**Description of the task:** Render every line of the entries below as a Markdown table with the columns "Row" and "Line", numbering the rows and skipping blank lines. Leave the pictures out of the table.

**Extracted records:**
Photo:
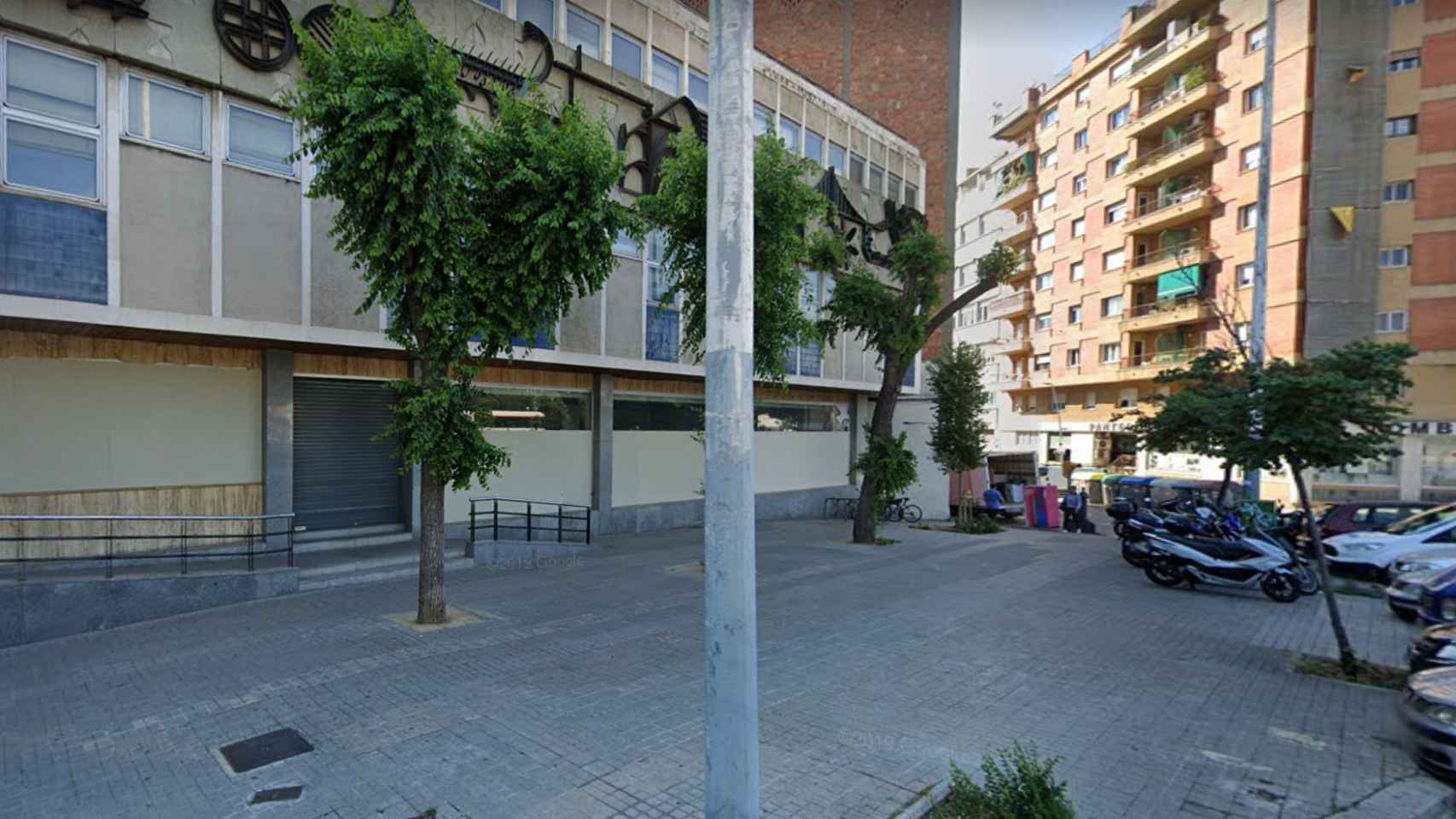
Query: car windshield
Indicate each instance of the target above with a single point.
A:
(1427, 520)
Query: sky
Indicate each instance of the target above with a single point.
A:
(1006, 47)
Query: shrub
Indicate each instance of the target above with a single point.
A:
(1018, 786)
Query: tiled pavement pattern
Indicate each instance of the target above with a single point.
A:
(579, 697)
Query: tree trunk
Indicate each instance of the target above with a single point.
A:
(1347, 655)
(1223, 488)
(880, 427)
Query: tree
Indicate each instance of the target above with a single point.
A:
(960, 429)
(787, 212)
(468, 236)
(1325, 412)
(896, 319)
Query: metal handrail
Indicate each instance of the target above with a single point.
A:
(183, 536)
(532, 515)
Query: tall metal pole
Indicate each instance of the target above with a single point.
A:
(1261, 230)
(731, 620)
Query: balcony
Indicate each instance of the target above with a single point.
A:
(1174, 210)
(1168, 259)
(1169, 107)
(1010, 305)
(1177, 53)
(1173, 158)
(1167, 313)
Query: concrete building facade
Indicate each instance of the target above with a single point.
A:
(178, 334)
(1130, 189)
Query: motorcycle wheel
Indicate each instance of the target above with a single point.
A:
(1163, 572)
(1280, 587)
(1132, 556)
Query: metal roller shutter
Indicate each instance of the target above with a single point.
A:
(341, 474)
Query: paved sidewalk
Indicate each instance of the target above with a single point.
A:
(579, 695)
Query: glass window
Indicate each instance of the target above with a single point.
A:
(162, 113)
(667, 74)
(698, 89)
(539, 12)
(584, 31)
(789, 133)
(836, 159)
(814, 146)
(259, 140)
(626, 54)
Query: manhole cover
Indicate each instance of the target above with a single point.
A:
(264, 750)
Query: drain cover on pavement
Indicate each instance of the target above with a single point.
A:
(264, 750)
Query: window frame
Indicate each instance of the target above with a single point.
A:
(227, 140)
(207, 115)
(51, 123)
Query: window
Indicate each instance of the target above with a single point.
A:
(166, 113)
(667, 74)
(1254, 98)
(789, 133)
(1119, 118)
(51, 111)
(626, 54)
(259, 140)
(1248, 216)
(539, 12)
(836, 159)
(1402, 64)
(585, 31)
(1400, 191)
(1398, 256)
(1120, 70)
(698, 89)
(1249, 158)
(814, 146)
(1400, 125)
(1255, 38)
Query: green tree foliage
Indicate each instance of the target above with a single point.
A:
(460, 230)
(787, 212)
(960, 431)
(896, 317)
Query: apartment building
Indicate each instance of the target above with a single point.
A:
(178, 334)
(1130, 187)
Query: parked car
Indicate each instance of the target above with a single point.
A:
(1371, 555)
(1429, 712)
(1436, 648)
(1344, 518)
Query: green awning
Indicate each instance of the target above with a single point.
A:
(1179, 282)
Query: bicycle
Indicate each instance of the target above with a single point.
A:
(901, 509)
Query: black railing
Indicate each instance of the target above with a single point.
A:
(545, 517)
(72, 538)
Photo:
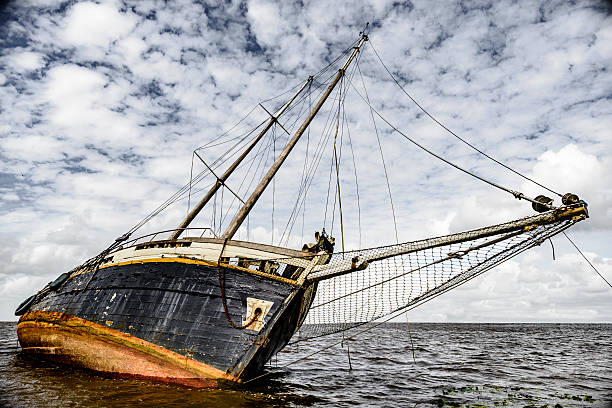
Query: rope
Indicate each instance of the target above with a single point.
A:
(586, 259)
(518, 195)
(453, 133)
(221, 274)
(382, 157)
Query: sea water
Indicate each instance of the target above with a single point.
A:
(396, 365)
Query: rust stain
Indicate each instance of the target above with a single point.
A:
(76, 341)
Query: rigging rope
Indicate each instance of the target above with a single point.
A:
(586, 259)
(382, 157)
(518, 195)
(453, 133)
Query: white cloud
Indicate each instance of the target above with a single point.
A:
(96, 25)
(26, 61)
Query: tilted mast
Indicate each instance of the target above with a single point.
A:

**Full response:**
| Row | Line |
|---|---|
| 1 | Photo: |
| 2 | Query: car windshield |
| 3 | Indicate each instance of the target above with a single point. |
| 4 | A: |
| 5 | (1427, 520) |
| 6 | Query: sky |
| 7 | Indicate each instance of the target above with a single point. |
| 8 | A: |
| 9 | (1006, 47) |
| 10 | Query: shrub |
| 11 | Indicate each instance of the target above with a single point. |
| 12 | A: |
| 13 | (1018, 786) |
| 14 | Query: tiled pavement pattern |
| 15 | Indicate each instance of the target above with a single point. |
| 16 | A: |
| 17 | (579, 697) |
| 18 | Query: tree trunk |
| 19 | Indicate each instance of the target above with a single point. |
| 20 | A: |
| 21 | (1347, 655) |
| 22 | (1223, 488) |
| 23 | (880, 427) |
| 24 | Query: tree |
| 25 | Indicate each instance of the target above with a single point. |
| 26 | A: |
| 27 | (960, 429) |
| 28 | (787, 212) |
| 29 | (468, 236) |
| 30 | (1325, 412) |
| 31 | (896, 319) |
| 32 | Query: metal handrail |
| 33 | Indicate each instance of the target above with a single point. |
| 34 | A: |
| 35 | (183, 536) |
| 36 | (532, 515) |
| 37 | Query: tall metal pole |
| 38 | Indicate each instance of the target above with a single point. |
| 39 | A: |
| 40 | (1261, 230) |
| 41 | (731, 620) |
| 42 | Query: balcony |
| 43 | Indicate each instance of the target above with a single point. |
| 44 | A: |
| 45 | (1174, 210) |
| 46 | (1168, 259) |
| 47 | (1169, 107) |
| 48 | (1010, 305) |
| 49 | (1177, 53) |
| 50 | (1173, 158) |
| 51 | (1167, 313) |
| 52 | Query: concrete building facade |
| 53 | Indicate each instance of the target above with a single point. |
| 54 | A: |
| 55 | (178, 334) |
| 56 | (1130, 189) |
| 57 | Query: motorcycle wheel |
| 58 | Indicate each instance of the target above with a single point. |
| 59 | A: |
| 60 | (1163, 572) |
| 61 | (1280, 587) |
| 62 | (1132, 556) |
| 63 | Query: metal roller shutter |
| 64 | Indicate each instance of the target above with a single point. |
| 65 | A: |
| 66 | (341, 474) |
| 67 | Query: paved sidewalk |
| 68 | Indicate each instance of the target above with a single point. |
| 69 | A: |
| 70 | (579, 695) |
| 71 | Query: glass window |
| 72 | Indicate each instance of the target above with a single point. |
| 73 | A: |
| 74 | (162, 113) |
| 75 | (667, 74) |
| 76 | (698, 89) |
| 77 | (539, 12) |
| 78 | (584, 31) |
| 79 | (789, 133) |
| 80 | (836, 159) |
| 81 | (814, 146) |
| 82 | (259, 140) |
| 83 | (626, 54) |
| 84 | Query: manhole cover |
| 85 | Indicate each instance of the target above with a single point. |
| 86 | A: |
| 87 | (264, 750) |
| 88 | Query: drain cover on pavement |
| 89 | Indicate each instance of the target above with a single point. |
| 90 | A: |
| 91 | (264, 750) |
| 92 | Query: window frame |
| 93 | Indicate each instance of the target above with a single point. |
| 94 | A: |
| 95 | (227, 140) |
| 96 | (207, 115) |
| 97 | (51, 123) |
| 98 | Query: window |
| 99 | Indicate each instance of the target above with a single point. |
| 100 | A: |
| 101 | (166, 113) |
| 102 | (667, 74) |
| 103 | (1254, 98) |
| 104 | (789, 133) |
| 105 | (1119, 118) |
| 106 | (51, 111) |
| 107 | (626, 54) |
| 108 | (259, 140) |
| 109 | (1248, 216) |
| 110 | (539, 12) |
| 111 | (836, 159) |
| 112 | (1402, 64) |
| 113 | (585, 31) |
| 114 | (1400, 191) |
| 115 | (1398, 256) |
| 116 | (1120, 70) |
| 117 | (698, 89) |
| 118 | (1249, 158) |
| 119 | (814, 146) |
| 120 | (1400, 125) |
| 121 | (1255, 38) |
| 122 | Query: green tree foliage |
| 123 | Indicate each instance of the target above with a single point. |
| 124 | A: |
| 125 | (460, 230) |
| 126 | (787, 212) |
| 127 | (960, 431) |
| 128 | (896, 317) |
| 129 | Query: apartment building |
| 130 | Indicate each instance of the target above with a single point. |
| 131 | A: |
| 132 | (178, 334) |
| 133 | (1130, 187) |
| 134 | Query: parked car |
| 135 | Indicate each instance of the target above with a single point. |
| 136 | A: |
| 137 | (1371, 555) |
| 138 | (1429, 712) |
| 139 | (1436, 648) |
| 140 | (1344, 518) |
| 141 | Query: green awning |
| 142 | Indicate each instance of the target above with a single point. |
| 143 | A: |
| 144 | (1179, 282) |
| 145 | Query: bicycle |
| 146 | Indicate each instance of the target above with a single point. |
| 147 | A: |
| 148 | (901, 509) |
| 149 | Query: black railing |
| 150 | Indicate each instance of the target above with a single point. |
| 151 | A: |
| 152 | (545, 517) |
| 153 | (72, 538) |
| 154 | Photo: |
| 155 | Query: rope |
| 156 | Indicate each instance of the target above with a single point. |
| 157 | A: |
| 158 | (586, 259) |
| 159 | (518, 195) |
| 160 | (453, 133) |
| 161 | (221, 274) |
| 162 | (382, 157) |
| 163 | Query: sea water |
| 164 | Indicate each instance of the target above with a single point. |
| 165 | A: |
| 166 | (396, 365) |
| 167 | Query: rust stain |
| 168 | Indicate each instance of the target above with a single point. |
| 169 | A: |
| 170 | (76, 341) |
| 171 | Query: rigging rope |
| 172 | Indicate each instance of the target above with a single point. |
| 173 | A: |
| 174 | (586, 259) |
| 175 | (382, 157) |
| 176 | (518, 195) |
| 177 | (453, 133) |
| 178 | Query: white cloud |
| 179 | Indicate each instance of the target above with a single point. |
| 180 | A: |
| 181 | (96, 25) |
| 182 | (26, 61) |
| 183 | Query: tilted mast |
| 184 | Indicate each instance of the target above with a single point. |
| 185 | A: |